[TASK PROMPT]: Copy all of the records below verbatim, omitting the pictures.

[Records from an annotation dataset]

· · · · ·

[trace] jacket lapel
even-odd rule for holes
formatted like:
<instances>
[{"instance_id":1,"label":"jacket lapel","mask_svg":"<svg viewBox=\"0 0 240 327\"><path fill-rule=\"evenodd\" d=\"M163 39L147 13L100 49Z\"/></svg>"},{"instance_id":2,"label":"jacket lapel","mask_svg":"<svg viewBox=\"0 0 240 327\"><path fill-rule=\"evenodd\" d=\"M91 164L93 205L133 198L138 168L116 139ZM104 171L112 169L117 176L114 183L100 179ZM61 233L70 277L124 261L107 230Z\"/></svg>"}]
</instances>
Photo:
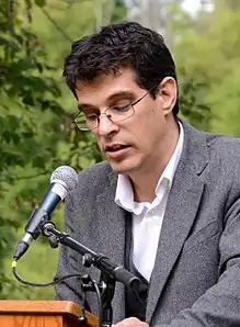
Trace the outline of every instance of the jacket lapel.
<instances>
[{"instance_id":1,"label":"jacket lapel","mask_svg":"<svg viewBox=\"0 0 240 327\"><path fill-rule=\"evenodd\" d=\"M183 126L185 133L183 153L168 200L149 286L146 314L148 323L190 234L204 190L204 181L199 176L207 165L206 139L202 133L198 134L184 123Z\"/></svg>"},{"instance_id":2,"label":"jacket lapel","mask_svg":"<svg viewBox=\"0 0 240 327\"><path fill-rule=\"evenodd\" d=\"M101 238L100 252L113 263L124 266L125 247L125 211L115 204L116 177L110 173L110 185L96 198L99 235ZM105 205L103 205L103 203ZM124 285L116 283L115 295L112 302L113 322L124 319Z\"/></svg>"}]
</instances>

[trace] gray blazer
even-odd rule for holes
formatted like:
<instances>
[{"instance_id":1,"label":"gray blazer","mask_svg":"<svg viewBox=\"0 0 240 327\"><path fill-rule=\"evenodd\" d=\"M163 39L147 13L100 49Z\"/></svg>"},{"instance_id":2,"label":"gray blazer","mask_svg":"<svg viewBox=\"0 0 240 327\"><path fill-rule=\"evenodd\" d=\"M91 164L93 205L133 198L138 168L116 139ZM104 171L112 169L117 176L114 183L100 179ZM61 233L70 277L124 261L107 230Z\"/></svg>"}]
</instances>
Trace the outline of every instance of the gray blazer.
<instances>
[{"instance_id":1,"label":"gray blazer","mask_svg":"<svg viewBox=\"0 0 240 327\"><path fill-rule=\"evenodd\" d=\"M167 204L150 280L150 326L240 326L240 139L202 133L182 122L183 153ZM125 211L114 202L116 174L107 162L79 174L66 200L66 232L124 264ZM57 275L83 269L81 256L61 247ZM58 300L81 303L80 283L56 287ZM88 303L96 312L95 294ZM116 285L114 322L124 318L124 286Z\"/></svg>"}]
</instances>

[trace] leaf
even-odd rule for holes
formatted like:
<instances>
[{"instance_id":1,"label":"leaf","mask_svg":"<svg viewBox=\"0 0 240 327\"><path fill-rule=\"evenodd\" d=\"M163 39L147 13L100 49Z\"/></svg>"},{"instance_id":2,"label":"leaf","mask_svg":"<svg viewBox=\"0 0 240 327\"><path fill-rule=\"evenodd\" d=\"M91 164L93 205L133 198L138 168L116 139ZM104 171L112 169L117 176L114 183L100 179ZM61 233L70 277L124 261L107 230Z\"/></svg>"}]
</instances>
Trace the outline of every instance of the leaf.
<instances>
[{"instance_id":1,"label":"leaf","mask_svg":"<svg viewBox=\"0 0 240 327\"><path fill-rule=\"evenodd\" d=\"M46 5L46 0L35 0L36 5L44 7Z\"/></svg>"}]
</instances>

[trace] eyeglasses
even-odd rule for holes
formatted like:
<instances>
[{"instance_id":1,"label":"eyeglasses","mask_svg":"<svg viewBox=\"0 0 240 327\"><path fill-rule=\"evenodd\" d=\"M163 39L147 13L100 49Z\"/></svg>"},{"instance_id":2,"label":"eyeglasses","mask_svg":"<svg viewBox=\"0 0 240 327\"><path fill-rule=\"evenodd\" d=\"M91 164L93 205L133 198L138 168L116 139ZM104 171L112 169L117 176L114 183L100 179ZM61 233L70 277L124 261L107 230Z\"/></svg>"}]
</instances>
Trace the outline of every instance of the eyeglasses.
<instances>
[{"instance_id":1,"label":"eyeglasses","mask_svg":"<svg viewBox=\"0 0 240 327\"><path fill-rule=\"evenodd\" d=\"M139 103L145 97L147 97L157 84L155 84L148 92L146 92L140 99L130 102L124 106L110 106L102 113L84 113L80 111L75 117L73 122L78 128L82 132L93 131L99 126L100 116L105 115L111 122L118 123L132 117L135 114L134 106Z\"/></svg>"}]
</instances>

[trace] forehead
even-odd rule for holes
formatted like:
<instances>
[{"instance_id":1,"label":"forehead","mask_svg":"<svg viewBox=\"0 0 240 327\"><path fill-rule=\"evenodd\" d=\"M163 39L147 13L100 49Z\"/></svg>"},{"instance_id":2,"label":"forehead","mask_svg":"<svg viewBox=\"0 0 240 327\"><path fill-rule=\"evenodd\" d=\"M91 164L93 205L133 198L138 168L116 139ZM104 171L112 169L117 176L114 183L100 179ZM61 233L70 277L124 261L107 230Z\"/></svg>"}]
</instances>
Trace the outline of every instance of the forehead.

· · · · ·

[THE REPLY]:
[trace] jacket lapel
even-odd rule for holes
formatted like:
<instances>
[{"instance_id":1,"label":"jacket lapel","mask_svg":"<svg viewBox=\"0 0 240 327\"><path fill-rule=\"evenodd\" d=\"M163 39L147 13L100 49Z\"/></svg>"},{"instance_id":2,"label":"jacket lapel","mask_svg":"<svg viewBox=\"0 0 240 327\"><path fill-rule=\"evenodd\" d=\"M91 164L93 205L133 198L138 168L116 139ZM104 171L112 169L117 176L114 183L100 179ZM61 233L70 277L124 261L107 230Z\"/></svg>"}]
</instances>
Photo:
Trace the outline of every instance of the jacket lapel.
<instances>
[{"instance_id":1,"label":"jacket lapel","mask_svg":"<svg viewBox=\"0 0 240 327\"><path fill-rule=\"evenodd\" d=\"M183 126L185 133L183 153L168 200L149 286L146 314L148 323L190 234L204 190L204 181L199 176L207 165L206 139L202 133L198 134L184 123Z\"/></svg>"},{"instance_id":2,"label":"jacket lapel","mask_svg":"<svg viewBox=\"0 0 240 327\"><path fill-rule=\"evenodd\" d=\"M101 238L100 252L113 263L124 266L125 247L125 211L115 204L116 177L110 173L110 185L96 198L99 235ZM105 205L103 205L103 203ZM124 285L116 283L115 295L112 302L113 322L124 319Z\"/></svg>"}]
</instances>

[trace] gray blazer
even-odd rule for holes
formatted like:
<instances>
[{"instance_id":1,"label":"gray blazer","mask_svg":"<svg viewBox=\"0 0 240 327\"><path fill-rule=\"evenodd\" d=\"M163 39L147 13L100 49Z\"/></svg>"},{"instance_id":2,"label":"gray blazer","mask_svg":"<svg viewBox=\"0 0 240 327\"><path fill-rule=\"evenodd\" d=\"M91 164L93 205L133 198L138 168L116 139ZM104 171L112 169L117 176L114 183L100 179ZM61 233L70 277L124 261L107 230Z\"/></svg>"}]
</instances>
Trace the outline of every instance of the gray blazer.
<instances>
[{"instance_id":1,"label":"gray blazer","mask_svg":"<svg viewBox=\"0 0 240 327\"><path fill-rule=\"evenodd\" d=\"M167 204L150 280L150 326L240 326L240 139L202 133L182 122L183 153ZM125 211L114 202L116 174L107 162L79 174L66 200L66 232L124 264ZM57 275L83 269L81 256L61 247ZM58 300L81 303L80 283L56 287ZM88 303L96 312L95 294ZM116 285L114 322L124 318L124 286Z\"/></svg>"}]
</instances>

[trace] leaf
even-odd rule for holes
formatted like:
<instances>
[{"instance_id":1,"label":"leaf","mask_svg":"<svg viewBox=\"0 0 240 327\"><path fill-rule=\"evenodd\" d=\"M163 39L147 13L100 49Z\"/></svg>"},{"instance_id":2,"label":"leaf","mask_svg":"<svg viewBox=\"0 0 240 327\"><path fill-rule=\"evenodd\" d=\"M91 164L93 205L133 198L138 168L116 139ZM104 171L112 169L117 176L114 183L100 179ZM61 233L70 277L124 261L107 230Z\"/></svg>"}]
</instances>
Trace the outline of every instance of the leaf.
<instances>
[{"instance_id":1,"label":"leaf","mask_svg":"<svg viewBox=\"0 0 240 327\"><path fill-rule=\"evenodd\" d=\"M46 5L46 0L35 0L36 5L44 7Z\"/></svg>"}]
</instances>

[trace] eyeglasses
even-odd rule for holes
formatted like:
<instances>
[{"instance_id":1,"label":"eyeglasses","mask_svg":"<svg viewBox=\"0 0 240 327\"><path fill-rule=\"evenodd\" d=\"M163 39L147 13L100 49Z\"/></svg>"},{"instance_id":2,"label":"eyeglasses","mask_svg":"<svg viewBox=\"0 0 240 327\"><path fill-rule=\"evenodd\" d=\"M91 164L93 205L133 198L138 168L116 139ZM104 171L112 169L117 176L114 183L100 179ZM61 233L70 277L124 261L107 230Z\"/></svg>"}]
</instances>
Trace the outline of every instance of the eyeglasses.
<instances>
[{"instance_id":1,"label":"eyeglasses","mask_svg":"<svg viewBox=\"0 0 240 327\"><path fill-rule=\"evenodd\" d=\"M139 103L145 97L147 97L157 84L155 84L148 92L146 92L140 99L130 102L124 106L110 106L102 113L84 113L80 111L75 117L73 122L78 128L82 132L93 131L99 126L100 116L105 115L111 122L118 123L132 117L135 114L134 106Z\"/></svg>"}]
</instances>

[trace] forehead
even-odd rule for holes
formatted like:
<instances>
[{"instance_id":1,"label":"forehead","mask_svg":"<svg viewBox=\"0 0 240 327\"><path fill-rule=\"evenodd\" d=\"M163 39L147 13L100 49Z\"/></svg>"},{"instance_id":2,"label":"forehead","mask_svg":"<svg viewBox=\"0 0 240 327\"><path fill-rule=\"evenodd\" d=\"M91 164L93 205L133 198L138 168L116 139ZM104 171L112 169L117 176L114 183L100 179ZM61 233L70 277L124 261L107 230Z\"/></svg>"}]
</instances>
Trace the outline of every instance of the forehead.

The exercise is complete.